GOAL:
Rewrite the lines from the one containing "Point out the clear" through the end of the data as a JSON list of strings, one string per line. Leave out any blank lines.

== DATASET CONTENT ==

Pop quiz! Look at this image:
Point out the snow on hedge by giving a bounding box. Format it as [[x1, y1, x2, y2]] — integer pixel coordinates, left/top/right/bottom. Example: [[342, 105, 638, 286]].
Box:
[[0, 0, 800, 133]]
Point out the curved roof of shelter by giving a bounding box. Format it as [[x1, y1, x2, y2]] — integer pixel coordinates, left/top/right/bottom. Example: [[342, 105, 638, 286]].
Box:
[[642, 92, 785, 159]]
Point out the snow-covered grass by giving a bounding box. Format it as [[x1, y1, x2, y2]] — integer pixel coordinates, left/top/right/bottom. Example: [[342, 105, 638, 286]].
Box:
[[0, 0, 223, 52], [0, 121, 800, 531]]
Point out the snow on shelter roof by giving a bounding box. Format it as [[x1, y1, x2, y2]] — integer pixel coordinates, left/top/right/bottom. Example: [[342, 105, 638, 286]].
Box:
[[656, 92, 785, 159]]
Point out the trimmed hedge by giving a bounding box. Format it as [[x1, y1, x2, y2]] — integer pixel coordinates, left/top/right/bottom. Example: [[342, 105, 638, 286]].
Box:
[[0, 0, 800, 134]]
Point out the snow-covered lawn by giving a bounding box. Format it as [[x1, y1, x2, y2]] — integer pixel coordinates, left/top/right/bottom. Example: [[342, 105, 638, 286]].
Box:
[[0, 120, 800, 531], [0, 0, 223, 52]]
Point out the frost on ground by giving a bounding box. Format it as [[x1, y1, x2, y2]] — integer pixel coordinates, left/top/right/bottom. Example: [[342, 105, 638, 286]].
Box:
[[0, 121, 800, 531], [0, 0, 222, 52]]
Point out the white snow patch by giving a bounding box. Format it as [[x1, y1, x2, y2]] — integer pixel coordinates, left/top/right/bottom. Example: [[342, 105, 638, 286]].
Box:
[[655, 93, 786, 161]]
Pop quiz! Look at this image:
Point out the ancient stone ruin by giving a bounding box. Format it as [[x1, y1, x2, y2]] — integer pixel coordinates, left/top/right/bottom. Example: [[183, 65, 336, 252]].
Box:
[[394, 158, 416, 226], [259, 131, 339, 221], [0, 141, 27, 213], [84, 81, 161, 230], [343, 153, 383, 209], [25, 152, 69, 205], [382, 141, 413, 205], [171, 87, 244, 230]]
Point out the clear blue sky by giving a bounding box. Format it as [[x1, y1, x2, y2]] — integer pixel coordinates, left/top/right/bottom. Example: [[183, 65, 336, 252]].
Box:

===

TASK OUTPUT:
[
  "Point out the clear blue sky by giving a bounding box. Format it as [[x1, y1, x2, y2]] — integer pixel coordinates, left/top/right/bottom. Example: [[183, 65, 336, 252]].",
  "Box:"
]